Return the whole listing, keeping every character the same.

• EXCERPTED RECORDS
* begin *

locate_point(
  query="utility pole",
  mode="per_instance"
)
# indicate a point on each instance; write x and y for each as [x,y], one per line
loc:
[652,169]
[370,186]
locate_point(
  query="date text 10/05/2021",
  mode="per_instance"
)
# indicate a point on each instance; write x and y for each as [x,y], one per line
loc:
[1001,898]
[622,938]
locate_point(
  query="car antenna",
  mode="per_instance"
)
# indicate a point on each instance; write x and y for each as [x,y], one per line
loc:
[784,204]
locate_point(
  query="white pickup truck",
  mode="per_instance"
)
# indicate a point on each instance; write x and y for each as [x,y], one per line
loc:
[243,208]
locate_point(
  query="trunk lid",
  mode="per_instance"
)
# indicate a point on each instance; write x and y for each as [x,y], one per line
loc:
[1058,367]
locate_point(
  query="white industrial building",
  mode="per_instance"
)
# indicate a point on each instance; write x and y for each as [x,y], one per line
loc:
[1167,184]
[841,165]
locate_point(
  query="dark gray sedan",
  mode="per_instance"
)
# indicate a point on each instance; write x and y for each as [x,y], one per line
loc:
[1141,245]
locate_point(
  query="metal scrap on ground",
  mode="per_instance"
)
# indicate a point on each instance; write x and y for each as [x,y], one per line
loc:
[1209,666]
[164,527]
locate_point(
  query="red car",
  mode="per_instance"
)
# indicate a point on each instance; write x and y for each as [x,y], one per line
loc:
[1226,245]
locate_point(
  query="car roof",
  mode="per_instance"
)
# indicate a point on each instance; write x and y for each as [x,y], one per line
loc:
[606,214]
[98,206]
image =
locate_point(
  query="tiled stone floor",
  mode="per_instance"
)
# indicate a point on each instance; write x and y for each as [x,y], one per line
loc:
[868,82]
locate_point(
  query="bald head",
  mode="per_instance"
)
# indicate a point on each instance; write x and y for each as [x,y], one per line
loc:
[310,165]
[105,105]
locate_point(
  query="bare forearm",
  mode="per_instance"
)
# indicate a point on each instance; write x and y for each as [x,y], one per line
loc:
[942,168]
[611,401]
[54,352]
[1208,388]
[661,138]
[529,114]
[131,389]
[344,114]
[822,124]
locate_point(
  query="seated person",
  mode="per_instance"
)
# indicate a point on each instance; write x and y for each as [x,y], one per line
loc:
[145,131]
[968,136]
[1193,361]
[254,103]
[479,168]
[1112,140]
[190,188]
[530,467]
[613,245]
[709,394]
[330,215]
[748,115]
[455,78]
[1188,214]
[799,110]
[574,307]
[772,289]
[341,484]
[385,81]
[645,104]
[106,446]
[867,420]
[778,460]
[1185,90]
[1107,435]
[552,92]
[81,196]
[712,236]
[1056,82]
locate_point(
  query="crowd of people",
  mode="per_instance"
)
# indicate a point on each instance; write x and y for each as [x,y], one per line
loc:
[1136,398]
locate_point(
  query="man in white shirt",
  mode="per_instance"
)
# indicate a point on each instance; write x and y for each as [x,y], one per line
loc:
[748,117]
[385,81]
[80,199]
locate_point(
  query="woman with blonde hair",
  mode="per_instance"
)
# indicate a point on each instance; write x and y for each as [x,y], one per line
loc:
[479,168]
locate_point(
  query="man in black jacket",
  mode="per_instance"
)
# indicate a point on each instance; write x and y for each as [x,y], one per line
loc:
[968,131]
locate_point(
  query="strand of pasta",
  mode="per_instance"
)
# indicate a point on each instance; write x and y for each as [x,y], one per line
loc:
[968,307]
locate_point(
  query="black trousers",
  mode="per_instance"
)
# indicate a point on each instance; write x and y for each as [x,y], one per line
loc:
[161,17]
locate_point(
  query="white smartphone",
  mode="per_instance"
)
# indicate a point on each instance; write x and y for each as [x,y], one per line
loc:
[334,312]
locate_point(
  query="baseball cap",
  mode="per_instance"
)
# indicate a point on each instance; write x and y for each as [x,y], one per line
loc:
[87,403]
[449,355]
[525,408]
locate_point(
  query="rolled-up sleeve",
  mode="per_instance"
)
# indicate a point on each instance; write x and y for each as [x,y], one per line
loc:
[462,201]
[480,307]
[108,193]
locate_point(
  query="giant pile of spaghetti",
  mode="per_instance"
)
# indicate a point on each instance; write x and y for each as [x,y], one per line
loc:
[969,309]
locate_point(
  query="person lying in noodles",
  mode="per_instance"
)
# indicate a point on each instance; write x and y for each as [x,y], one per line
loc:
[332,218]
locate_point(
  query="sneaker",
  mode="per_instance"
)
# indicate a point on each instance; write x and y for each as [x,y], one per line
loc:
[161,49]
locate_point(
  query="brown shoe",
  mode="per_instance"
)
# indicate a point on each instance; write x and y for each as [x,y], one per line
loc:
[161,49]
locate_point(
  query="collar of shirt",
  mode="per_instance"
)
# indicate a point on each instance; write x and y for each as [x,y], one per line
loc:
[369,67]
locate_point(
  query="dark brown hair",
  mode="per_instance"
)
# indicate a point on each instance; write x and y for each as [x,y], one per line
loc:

* end *

• TASK ANSWER
locate_point(
  query="utility pole",
  mode="per_instance"
)
# indicate a point on each instance; write x and y for each as [x,y], one per line
loc:
[652,169]
[370,186]
locate_point(
  query="date text 10/05/2021",
  mode="per_instance"
)
# indicate a point on each instance; write x and y for each as [x,y], one per line
loc:
[1001,898]
[622,938]
locate_point(
  query="car antenna",
  mode="per_instance"
)
# indicate a point on each instance; write x and y for each as [x,y], one per line
loc:
[784,204]
locate_point(
  query="white pickup truck",
  mode="per_instance"
)
# indicate a point on each instance; write x and y for each as [x,y], one per line
loc:
[243,208]
locate_point(
  query="trunk lid",
  mode="per_instance"
)
# indicate a point on each instance; write x and y for each as [x,y], one per line
loc:
[1058,367]
locate_point(
  query="white industrial building",
  mode="per_instance"
)
# indicate a point on each instance; write x and y for each as [x,y], one per line
loc:
[1167,184]
[841,165]
locate_point(
  query="dark gray sedan",
  mode="per_instance"
)
# indicate a point on each instance; write x and y for each as [x,y], one per line
loc:
[1141,245]
locate_point(
  query="metal scrap on ground",
  mode="per_instance"
)
# indicate a point on each instance; write x and y for each as [x,y], one per line
loc:
[1209,666]
[164,527]
locate_point(
  query="red car",
  mode="per_instance"
)
# indicate a point on each instance; write x and y for each as [x,y], one per line
loc:
[1226,245]
locate_point(
  query="car roof",
  mode="per_instance"
)
# indicate a point on each instance; write x and y for each as [x,y], one per line
loc:
[606,214]
[98,206]
image =
locate_point(
  query="tiled stone floor",
  mode="per_instance"
)
# indicate a point on each instance; write x and y for each as [x,y], one per line
loc:
[868,82]
locate_point(
  query="bald head",
  mode="per_instance"
)
# indicate a point on each instance; write x and y for each as [x,y], one per line
loc:
[310,165]
[105,105]
locate_point(
  query="bare forearm",
  mode="per_instance"
)
# indicate a point on each instance; write x and y for each as [x,y], one per line
loc:
[942,168]
[611,401]
[54,352]
[1208,388]
[661,138]
[529,114]
[131,389]
[344,114]
[822,124]
locate_point(
  query="seated person",
  mode="per_instance"
)
# indicate a point on each instance; write x and y for each as [x,y], one per line
loc:
[145,131]
[968,136]
[1193,361]
[254,103]
[479,168]
[1112,140]
[190,188]
[530,467]
[613,245]
[709,394]
[330,215]
[748,115]
[455,78]
[1188,214]
[799,110]
[574,307]
[772,289]
[341,484]
[385,81]
[645,104]
[106,446]
[867,420]
[778,460]
[1185,90]
[1107,435]
[552,92]
[81,196]
[712,236]
[1056,82]
locate_point(
  query="crowd of people",
  mode="per_instance"
)
# indicate a point on each instance; write x and y for each as [x,y], one per line
loc:
[1136,398]
locate_point(
  query="man in white shirt",
  mode="per_instance"
)
# indicate a point on each instance; write x and y for each as [x,y], one per line
loc:
[748,117]
[385,81]
[80,199]
locate_point(
  query="woman with blonde hair",
  mode="per_instance"
)
# indicate a point on each instance; write x and y for each as [x,y], one per line
loc:
[479,168]
locate_point(
  query="man in black jacket",
  mode="per_instance"
)
# indicate a point on each instance; write x and y for each as [x,y], one per line
loc:
[968,131]
locate_point(
  query="strand of pasta",
  mode="per_instance"
)
# indicate a point on each instance; write x and y for each as [x,y], one per line
loc:
[968,307]
locate_point(
  query="black trousers",
  mode="per_instance"
)
# indicate a point on each instance; write x and y for each as [x,y], one per line
loc:
[161,17]
locate_point(
  query="white smartphone",
  mode="per_instance"
)
# indicate a point on each instance; write x and y for each as [x,y], one per line
loc:
[334,312]
locate_point(
  query="baseball cap",
  mode="per_instance"
)
# indicate a point on each instance; write x and y for each as [x,y], one per line
loc:
[87,403]
[449,355]
[525,408]
locate_point(
  query="rolled-up sleeve",
  mode="per_instance"
)
# indicate a point on each instance; write x and y for each as [x,y], one per line
loc:
[462,201]
[480,307]
[108,193]
locate_point(
  query="giant pile of spaghetti",
  mode="per_instance"
)
# indicate a point on each instance; write x and y for each as [x,y], one per line
loc:
[969,309]
locate_point(
  query="person lying in noodles",
  mode="per_instance"
)
# indicate a point on each instance; write x and y for each as [x,y], one per line
loc:
[332,218]
locate_point(
  query="sneaker",
  mode="per_instance"
)
# indicate a point on each instance; write x and y for each as [x,y], one per line
loc:
[161,49]
locate_point(
  query="brown shoe",
  mode="per_instance"
)
# indicate a point on each instance; write x and y for each as [x,y], one per line
loc:
[161,49]
locate_point(
  query="collar of shirt",
  mode="per_instance"
)
# indicate a point on each instance; write x and y for each as [x,y], one per line
loc:
[369,67]
locate_point(
  query="dark brown hair",
  mode="per_instance"
)
# indicate a point on each instance; write x and y for each as [x,y], one per line
loc:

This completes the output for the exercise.